WHAT TO PRODUCE » The entries that follow need to be retyped verbatim.
* * * * * * * * *
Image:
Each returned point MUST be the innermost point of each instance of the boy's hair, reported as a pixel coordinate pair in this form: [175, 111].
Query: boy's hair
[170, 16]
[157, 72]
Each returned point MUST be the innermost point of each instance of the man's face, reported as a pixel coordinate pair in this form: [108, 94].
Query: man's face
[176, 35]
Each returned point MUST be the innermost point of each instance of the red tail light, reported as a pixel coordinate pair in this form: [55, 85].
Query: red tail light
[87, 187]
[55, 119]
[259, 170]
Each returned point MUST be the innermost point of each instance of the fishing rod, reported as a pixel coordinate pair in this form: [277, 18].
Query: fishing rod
* * * * * * * * *
WRITTEN ANSWER »
Image:
Each returned point MUST be the innermost point of each instance of the boy's hair, reported as a pixel coordinate pair in this form: [175, 111].
Query: boy's hair
[170, 16]
[157, 72]
Each returned point MUST be the innermost point of each instance of the man's face, reported as a pixel coordinate pair in this form: [108, 94].
Query: man's face
[176, 35]
Each returned point MUST be the innermost point of each instance of the red tail light, reported as a pixel coordinate pair in this form: [55, 85].
Query: red tail light
[87, 187]
[55, 119]
[259, 170]
Each returned point MUST be the innermost point of each instance of the fishing rod, reported as a pixel coordinate pair in this form: [277, 18].
Query: fishing rod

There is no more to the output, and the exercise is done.